Task instructions:
Exact repetition of every entry is required.

Given records:
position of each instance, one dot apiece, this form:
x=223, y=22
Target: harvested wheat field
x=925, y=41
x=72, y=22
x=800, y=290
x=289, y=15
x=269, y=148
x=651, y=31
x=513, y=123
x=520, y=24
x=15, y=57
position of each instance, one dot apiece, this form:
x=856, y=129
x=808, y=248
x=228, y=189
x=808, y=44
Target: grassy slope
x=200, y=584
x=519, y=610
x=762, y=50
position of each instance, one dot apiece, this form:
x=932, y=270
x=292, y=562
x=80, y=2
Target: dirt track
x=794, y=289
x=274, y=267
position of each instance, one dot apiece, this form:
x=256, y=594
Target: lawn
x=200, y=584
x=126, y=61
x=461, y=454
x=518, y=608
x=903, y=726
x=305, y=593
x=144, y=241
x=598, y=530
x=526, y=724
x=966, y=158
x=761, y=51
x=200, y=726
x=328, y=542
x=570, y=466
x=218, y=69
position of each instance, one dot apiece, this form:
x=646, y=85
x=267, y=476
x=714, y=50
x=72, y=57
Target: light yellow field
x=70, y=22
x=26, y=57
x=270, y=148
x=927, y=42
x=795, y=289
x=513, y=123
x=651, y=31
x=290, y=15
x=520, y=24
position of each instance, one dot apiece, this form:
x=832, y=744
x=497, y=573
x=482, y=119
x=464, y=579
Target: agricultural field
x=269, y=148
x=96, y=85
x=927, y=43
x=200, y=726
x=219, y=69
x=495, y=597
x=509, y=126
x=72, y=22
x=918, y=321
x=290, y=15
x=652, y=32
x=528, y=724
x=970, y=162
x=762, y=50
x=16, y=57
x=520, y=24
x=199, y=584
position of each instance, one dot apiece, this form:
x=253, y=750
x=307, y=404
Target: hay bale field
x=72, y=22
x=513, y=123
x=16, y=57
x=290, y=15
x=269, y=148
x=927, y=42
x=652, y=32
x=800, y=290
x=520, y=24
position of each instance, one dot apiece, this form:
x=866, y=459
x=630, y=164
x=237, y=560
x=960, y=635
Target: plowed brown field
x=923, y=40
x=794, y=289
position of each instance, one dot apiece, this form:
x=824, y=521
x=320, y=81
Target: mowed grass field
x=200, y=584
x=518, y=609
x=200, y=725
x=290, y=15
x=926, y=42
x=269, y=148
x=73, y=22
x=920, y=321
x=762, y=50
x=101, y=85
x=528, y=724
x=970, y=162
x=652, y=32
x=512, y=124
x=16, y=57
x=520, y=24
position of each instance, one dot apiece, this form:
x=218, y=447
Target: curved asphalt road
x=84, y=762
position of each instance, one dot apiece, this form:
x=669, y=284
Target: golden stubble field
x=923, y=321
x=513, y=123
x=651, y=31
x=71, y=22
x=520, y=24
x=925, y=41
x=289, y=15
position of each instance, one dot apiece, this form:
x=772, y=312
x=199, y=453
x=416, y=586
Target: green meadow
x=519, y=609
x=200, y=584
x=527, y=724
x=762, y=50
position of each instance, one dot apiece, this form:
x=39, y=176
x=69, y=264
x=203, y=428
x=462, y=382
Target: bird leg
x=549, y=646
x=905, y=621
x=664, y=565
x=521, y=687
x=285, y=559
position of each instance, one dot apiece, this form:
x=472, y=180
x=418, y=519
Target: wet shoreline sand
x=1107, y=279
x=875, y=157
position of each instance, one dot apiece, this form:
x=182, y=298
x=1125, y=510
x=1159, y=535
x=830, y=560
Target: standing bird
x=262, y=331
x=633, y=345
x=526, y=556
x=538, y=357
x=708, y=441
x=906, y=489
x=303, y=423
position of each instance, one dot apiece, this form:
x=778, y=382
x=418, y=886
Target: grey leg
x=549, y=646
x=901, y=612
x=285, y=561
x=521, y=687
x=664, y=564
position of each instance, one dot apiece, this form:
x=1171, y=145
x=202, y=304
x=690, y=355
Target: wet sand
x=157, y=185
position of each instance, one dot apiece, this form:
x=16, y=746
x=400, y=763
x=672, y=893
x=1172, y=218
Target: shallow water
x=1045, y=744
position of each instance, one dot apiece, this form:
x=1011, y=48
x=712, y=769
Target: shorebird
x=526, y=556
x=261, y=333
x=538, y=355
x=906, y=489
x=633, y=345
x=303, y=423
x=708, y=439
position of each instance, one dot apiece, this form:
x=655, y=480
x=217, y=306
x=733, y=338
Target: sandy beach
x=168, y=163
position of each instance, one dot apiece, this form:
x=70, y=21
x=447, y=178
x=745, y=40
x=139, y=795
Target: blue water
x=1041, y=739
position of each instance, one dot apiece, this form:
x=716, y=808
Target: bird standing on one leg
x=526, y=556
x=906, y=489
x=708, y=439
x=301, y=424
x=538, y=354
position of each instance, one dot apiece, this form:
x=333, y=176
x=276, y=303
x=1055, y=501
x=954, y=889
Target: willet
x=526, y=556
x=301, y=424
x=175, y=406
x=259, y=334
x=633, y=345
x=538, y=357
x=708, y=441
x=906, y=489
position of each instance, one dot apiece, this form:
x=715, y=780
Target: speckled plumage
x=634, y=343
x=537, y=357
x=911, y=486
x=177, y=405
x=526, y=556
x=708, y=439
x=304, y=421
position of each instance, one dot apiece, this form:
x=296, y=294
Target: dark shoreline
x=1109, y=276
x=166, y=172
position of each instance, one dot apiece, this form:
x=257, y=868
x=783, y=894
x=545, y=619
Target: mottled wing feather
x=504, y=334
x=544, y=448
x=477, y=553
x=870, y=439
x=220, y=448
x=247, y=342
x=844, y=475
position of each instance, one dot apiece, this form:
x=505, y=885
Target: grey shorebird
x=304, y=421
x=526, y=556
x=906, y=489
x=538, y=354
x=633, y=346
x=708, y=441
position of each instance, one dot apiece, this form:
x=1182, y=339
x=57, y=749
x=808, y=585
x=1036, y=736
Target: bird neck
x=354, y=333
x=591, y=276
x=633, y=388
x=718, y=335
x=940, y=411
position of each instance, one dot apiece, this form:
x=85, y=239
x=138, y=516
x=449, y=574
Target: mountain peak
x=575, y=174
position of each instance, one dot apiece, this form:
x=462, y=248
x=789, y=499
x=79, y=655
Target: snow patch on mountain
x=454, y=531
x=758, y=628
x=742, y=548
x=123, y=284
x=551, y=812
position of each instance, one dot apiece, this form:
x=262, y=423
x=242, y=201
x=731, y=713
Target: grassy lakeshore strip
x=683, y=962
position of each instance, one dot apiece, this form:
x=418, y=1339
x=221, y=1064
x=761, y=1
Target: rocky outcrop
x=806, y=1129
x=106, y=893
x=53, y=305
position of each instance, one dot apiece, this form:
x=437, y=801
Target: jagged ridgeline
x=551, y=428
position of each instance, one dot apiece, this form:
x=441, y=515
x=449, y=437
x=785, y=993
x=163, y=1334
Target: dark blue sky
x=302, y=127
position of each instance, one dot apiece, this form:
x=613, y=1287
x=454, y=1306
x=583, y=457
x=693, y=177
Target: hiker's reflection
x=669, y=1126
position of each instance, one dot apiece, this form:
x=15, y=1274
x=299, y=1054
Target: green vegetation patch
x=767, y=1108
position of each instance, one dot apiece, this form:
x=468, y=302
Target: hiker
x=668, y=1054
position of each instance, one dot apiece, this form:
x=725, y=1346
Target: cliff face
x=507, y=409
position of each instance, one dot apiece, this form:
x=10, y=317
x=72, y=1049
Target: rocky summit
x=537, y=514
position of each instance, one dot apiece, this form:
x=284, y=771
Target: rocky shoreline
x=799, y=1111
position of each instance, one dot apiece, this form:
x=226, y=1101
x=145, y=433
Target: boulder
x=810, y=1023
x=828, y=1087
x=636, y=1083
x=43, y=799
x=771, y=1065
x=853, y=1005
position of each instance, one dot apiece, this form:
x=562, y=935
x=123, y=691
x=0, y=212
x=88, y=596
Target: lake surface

Task solution:
position of each instance, one dot apiece, this form:
x=223, y=22
Target: harvested wheat field
x=925, y=41
x=72, y=22
x=800, y=290
x=289, y=15
x=269, y=148
x=651, y=31
x=513, y=123
x=520, y=24
x=15, y=57
position of each instance, one dot apiece, this form:
x=856, y=129
x=808, y=248
x=228, y=189
x=808, y=44
Target: grassy slope
x=200, y=584
x=519, y=610
x=762, y=50
position of each instance, one dot apiece, this form:
x=932, y=270
x=292, y=562
x=80, y=2
Target: dirt track
x=794, y=289
x=274, y=267
position of each instance, one dot apiece, this form:
x=256, y=594
Target: lawn
x=200, y=584
x=126, y=61
x=461, y=454
x=518, y=608
x=903, y=726
x=305, y=593
x=144, y=241
x=598, y=530
x=526, y=724
x=966, y=158
x=761, y=51
x=200, y=726
x=328, y=542
x=570, y=466
x=218, y=69
position of each instance, one dot apiece, this form:
x=646, y=85
x=267, y=476
x=714, y=50
x=72, y=57
Target: light yellow field
x=70, y=22
x=26, y=57
x=270, y=148
x=927, y=42
x=795, y=289
x=513, y=123
x=651, y=31
x=290, y=15
x=520, y=24
position of each instance, one dot apiece, this form:
x=832, y=744
x=497, y=573
x=482, y=119
x=464, y=579
Target: agricultural field
x=269, y=148
x=96, y=85
x=927, y=43
x=200, y=726
x=219, y=69
x=495, y=597
x=509, y=126
x=72, y=22
x=918, y=321
x=290, y=15
x=652, y=32
x=528, y=724
x=970, y=162
x=762, y=50
x=16, y=57
x=520, y=24
x=199, y=584
position of each instance, one dot apiece, this form:
x=253, y=750
x=307, y=404
Target: hay bale field
x=72, y=22
x=513, y=123
x=16, y=57
x=290, y=15
x=269, y=148
x=927, y=42
x=652, y=32
x=800, y=290
x=520, y=24
position of each instance, one dot apiece, this form:
x=866, y=459
x=630, y=164
x=237, y=560
x=960, y=635
Target: plowed brown field
x=923, y=40
x=794, y=289
position of each instance, one dot apiece, this form:
x=824, y=521
x=320, y=81
Target: mowed grass field
x=200, y=584
x=518, y=609
x=200, y=725
x=290, y=15
x=926, y=42
x=269, y=148
x=73, y=22
x=920, y=321
x=762, y=50
x=101, y=85
x=528, y=724
x=970, y=162
x=652, y=32
x=512, y=124
x=16, y=57
x=520, y=24
position of each instance, one dot apiece, this form:
x=218, y=447
Target: curved asphalt road
x=84, y=762
position of each instance, one dot apiece, this form:
x=669, y=284
Target: golden stubble field
x=923, y=321
x=513, y=123
x=651, y=31
x=71, y=22
x=520, y=24
x=925, y=41
x=289, y=15
position of each instance, one dot apiece, this form:
x=772, y=312
x=199, y=453
x=416, y=586
Target: green meadow
x=519, y=609
x=200, y=584
x=527, y=724
x=762, y=50
position of each instance, one dot apiece, this form:
x=39, y=176
x=69, y=264
x=203, y=428
x=462, y=382
Target: bird leg
x=549, y=646
x=905, y=621
x=664, y=565
x=521, y=687
x=285, y=559
position of each instance, one dot apiece, this form:
x=472, y=180
x=418, y=519
Target: wet shoreline sand
x=1107, y=279
x=875, y=157
position of each instance, one dot apiece, this form:
x=182, y=298
x=1125, y=510
x=1159, y=535
x=830, y=560
Target: standing bird
x=262, y=331
x=633, y=345
x=526, y=556
x=538, y=357
x=708, y=441
x=906, y=489
x=303, y=423
position of each instance, one dot apiece, this form:
x=778, y=382
x=418, y=886
Target: grey leg
x=549, y=646
x=901, y=612
x=285, y=561
x=521, y=687
x=664, y=564
position of each instance, one dot apiece, this form:
x=1171, y=145
x=202, y=304
x=690, y=355
Target: wet sand
x=157, y=185
position of each instance, one dot apiece, this form:
x=16, y=746
x=400, y=763
x=672, y=893
x=1172, y=218
Target: shallow water
x=1045, y=744
position of each instance, one dot apiece, this form:
x=1011, y=48
x=712, y=769
Target: shorebird
x=526, y=556
x=261, y=333
x=538, y=355
x=906, y=489
x=633, y=345
x=303, y=423
x=708, y=439
position of each instance, one dot apiece, this form:
x=655, y=480
x=217, y=306
x=733, y=338
Target: sandy beach
x=168, y=163
position of each instance, one dot apiece, this form:
x=70, y=21
x=447, y=178
x=745, y=40
x=139, y=795
Target: blue water
x=1041, y=739
position of each instance, one dot apiece, this form:
x=716, y=808
Target: bird standing on one leg
x=526, y=556
x=906, y=489
x=708, y=439
x=301, y=424
x=538, y=354
position of each instance, one dot apiece, this form:
x=333, y=176
x=276, y=303
x=1055, y=501
x=954, y=889
Target: willet
x=526, y=556
x=301, y=424
x=175, y=406
x=259, y=334
x=633, y=345
x=538, y=357
x=708, y=441
x=906, y=489
position of each instance, one dot apiece, this form:
x=715, y=780
Target: speckled plumage
x=634, y=343
x=537, y=357
x=911, y=486
x=177, y=405
x=526, y=556
x=708, y=439
x=304, y=421
position of each instance, one dot apiece, this form:
x=296, y=294
Target: dark shoreline
x=1109, y=276
x=166, y=172
position of each instance, one dot apiece, this form:
x=257, y=868
x=783, y=894
x=545, y=619
Target: mottled wing feather
x=504, y=334
x=544, y=448
x=477, y=553
x=870, y=439
x=220, y=448
x=247, y=342
x=844, y=475
position of each instance, one dot apiece, this form:
x=505, y=885
Target: grey shorebird
x=304, y=421
x=526, y=556
x=906, y=489
x=538, y=354
x=633, y=346
x=708, y=441
position of each instance, one dot apiece, this form:
x=1182, y=339
x=57, y=749
x=808, y=585
x=1036, y=736
Target: bird neck
x=354, y=333
x=591, y=276
x=633, y=388
x=718, y=335
x=940, y=411
position of each instance, one dot apiece, this form:
x=85, y=239
x=138, y=516
x=449, y=574
Target: mountain peak
x=575, y=174
position of each instance, one dot apiece, this form:
x=462, y=248
x=789, y=499
x=79, y=655
Target: snow patch on mountain
x=454, y=531
x=758, y=628
x=742, y=548
x=123, y=284
x=551, y=812
position of each instance, one dot apiece, this form:
x=262, y=423
x=242, y=201
x=731, y=713
Target: grassy lakeshore strip
x=683, y=962
position of each instance, one dot apiece, this form:
x=418, y=1339
x=221, y=1064
x=761, y=1
Target: rocky outcrop
x=806, y=1129
x=106, y=893
x=53, y=305
position of each instance, one dot apiece, this form:
x=437, y=801
Target: jagged ridgeline
x=551, y=428
position of each instance, one dot apiece, this form:
x=441, y=515
x=449, y=437
x=785, y=993
x=163, y=1334
Target: dark blue sky
x=302, y=127
position of each instance, one dot apiece, this form:
x=613, y=1287
x=454, y=1306
x=583, y=457
x=693, y=177
Target: hiker's reflection
x=669, y=1126
position of each instance, one dot apiece, this form:
x=15, y=1274
x=299, y=1054
Target: green vegetation patch
x=767, y=1108
position of each instance, one dot apiece, this form:
x=468, y=302
Target: hiker
x=668, y=1054
position of each instance, one dot apiece, this form:
x=725, y=1346
Target: cliff face
x=507, y=409
position of each instance, one dot apiece, this form:
x=10, y=317
x=72, y=1049
Target: rocky summit
x=537, y=514
position of each instance, one dot apiece, this form:
x=284, y=771
Target: rocky shoreline
x=799, y=1111
position of each instance, one dot apiece, this form:
x=226, y=1101
x=145, y=433
Target: boulder
x=810, y=1023
x=828, y=1087
x=636, y=1083
x=43, y=799
x=771, y=1065
x=853, y=1005
position of each instance, one dot apiece, this form:
x=562, y=935
x=123, y=691
x=0, y=212
x=88, y=596
Target: lake surface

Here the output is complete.